» **Direction**: Can you pick out and copy every line of the data below that contains the word "sofa"?

● ● ● ●

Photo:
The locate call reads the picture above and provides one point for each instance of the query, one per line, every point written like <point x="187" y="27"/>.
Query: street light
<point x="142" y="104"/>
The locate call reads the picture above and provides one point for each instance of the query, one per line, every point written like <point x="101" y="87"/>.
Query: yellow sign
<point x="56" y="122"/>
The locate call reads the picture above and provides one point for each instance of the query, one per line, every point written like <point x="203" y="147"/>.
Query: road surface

● ● ● ●

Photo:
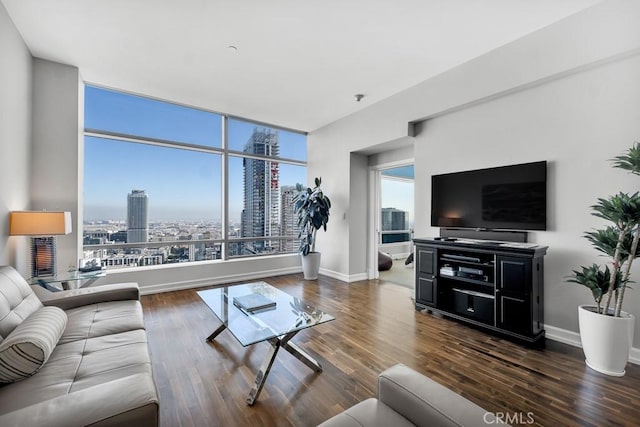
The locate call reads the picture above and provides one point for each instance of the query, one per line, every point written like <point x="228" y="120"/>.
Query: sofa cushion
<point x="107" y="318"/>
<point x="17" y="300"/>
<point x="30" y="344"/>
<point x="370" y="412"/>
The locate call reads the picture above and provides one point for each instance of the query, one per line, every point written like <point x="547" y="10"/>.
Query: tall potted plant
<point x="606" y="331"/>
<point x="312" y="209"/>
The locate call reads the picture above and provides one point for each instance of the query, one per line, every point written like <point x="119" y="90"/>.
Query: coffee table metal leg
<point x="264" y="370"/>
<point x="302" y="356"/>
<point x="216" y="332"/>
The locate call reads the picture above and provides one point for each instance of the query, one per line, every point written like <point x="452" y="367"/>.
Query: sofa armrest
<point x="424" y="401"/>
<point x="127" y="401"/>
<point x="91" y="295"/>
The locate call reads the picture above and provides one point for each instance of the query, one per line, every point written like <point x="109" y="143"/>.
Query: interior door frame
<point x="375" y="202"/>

● ● ● ●

» **Response to this task**:
Query: sofa cushion
Query: sofa armrest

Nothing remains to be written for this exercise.